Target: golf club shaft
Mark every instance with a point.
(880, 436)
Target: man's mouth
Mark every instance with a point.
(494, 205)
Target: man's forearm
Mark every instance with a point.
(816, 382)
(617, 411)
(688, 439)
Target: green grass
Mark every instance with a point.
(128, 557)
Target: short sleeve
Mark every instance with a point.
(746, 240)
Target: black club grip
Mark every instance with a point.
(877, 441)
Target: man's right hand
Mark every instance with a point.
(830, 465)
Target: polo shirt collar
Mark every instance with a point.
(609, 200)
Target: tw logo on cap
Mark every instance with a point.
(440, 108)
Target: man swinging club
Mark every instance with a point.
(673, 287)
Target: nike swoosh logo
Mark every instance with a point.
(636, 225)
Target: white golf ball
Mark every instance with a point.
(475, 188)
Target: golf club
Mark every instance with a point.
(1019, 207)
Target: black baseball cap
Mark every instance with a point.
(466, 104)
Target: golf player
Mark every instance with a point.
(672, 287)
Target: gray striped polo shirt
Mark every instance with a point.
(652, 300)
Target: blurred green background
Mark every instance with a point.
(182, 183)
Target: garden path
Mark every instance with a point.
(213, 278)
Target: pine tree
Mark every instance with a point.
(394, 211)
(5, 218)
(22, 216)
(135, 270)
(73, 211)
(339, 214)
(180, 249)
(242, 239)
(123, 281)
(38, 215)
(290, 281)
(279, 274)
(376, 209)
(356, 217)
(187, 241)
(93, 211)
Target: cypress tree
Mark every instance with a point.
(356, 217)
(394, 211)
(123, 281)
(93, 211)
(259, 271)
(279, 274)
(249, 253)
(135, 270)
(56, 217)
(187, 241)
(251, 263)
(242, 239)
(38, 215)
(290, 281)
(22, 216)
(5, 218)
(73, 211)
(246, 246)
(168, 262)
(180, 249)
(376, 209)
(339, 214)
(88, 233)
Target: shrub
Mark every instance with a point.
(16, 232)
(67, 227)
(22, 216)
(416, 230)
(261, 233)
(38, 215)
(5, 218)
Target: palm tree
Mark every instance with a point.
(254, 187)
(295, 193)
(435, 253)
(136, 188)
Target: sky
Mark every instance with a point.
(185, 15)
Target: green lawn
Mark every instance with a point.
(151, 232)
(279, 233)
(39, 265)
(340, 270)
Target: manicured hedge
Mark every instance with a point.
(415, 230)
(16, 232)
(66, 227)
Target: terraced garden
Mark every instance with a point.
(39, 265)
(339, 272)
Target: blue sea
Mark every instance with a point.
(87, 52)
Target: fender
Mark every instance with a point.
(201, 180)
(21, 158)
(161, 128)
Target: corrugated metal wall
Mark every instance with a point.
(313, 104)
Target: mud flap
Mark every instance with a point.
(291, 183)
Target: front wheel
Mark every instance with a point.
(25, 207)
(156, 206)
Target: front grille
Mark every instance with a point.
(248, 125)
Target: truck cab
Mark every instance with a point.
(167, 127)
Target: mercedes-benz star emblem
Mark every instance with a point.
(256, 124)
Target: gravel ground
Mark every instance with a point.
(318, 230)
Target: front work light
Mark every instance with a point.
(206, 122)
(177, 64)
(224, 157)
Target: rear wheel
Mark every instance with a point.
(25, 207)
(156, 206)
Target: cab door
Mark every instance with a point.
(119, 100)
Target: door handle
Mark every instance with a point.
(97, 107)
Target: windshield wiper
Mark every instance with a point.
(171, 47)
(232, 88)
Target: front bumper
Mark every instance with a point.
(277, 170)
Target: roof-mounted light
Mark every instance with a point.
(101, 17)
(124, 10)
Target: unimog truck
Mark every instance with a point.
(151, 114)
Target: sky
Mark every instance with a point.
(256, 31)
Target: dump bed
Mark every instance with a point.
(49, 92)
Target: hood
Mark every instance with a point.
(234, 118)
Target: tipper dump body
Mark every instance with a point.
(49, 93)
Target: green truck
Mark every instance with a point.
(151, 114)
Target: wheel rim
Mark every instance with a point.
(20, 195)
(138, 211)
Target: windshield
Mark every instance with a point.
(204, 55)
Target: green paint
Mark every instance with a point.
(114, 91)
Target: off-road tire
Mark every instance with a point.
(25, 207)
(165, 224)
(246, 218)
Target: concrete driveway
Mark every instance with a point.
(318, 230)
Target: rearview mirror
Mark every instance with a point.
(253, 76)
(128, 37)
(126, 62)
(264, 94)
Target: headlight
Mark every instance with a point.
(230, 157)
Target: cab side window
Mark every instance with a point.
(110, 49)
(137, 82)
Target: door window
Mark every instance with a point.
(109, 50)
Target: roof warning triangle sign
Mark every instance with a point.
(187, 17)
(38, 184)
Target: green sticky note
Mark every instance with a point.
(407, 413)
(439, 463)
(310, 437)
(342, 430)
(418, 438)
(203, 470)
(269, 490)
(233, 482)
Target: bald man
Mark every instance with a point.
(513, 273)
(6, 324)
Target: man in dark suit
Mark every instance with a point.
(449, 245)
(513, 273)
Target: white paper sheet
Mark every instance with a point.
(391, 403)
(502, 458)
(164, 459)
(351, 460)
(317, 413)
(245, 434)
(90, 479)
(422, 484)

- - - -

# STATED TASK:
Retype the entries above word for word, starting at the line that contains "Target: green paint" and running through the end of the entries.

# TASK OUTPUT:
Target: green paint
Mark every instance with a point.
(114, 91)
Target: off-road tire
Mark every instance with a point.
(25, 207)
(165, 224)
(246, 218)
Target: concrete driveway
Mark every instance with a point.
(318, 230)
Target: rearview mirror
Mark every instance with a point.
(253, 76)
(128, 37)
(126, 62)
(264, 94)
Target: headlight
Mark every instance with a point.
(230, 157)
Target: cab side window
Mark every instance with a point.
(110, 49)
(137, 82)
Target: door window
Mark every instance with a point.
(109, 50)
Target: roof warning triangle sign
Mark every instance with a point.
(187, 17)
(38, 184)
Target: green sticky note
Mark every instance with a point.
(407, 413)
(439, 463)
(310, 437)
(342, 430)
(418, 438)
(203, 470)
(269, 490)
(233, 482)
Target: bald man
Mark every instance with a point.
(513, 273)
(6, 324)
Target: man in dark suit
Mark every instance with a point.
(449, 245)
(513, 273)
Target: white paper sheet
Mark every instance with a point.
(391, 403)
(502, 458)
(164, 459)
(351, 460)
(317, 413)
(245, 434)
(90, 479)
(422, 484)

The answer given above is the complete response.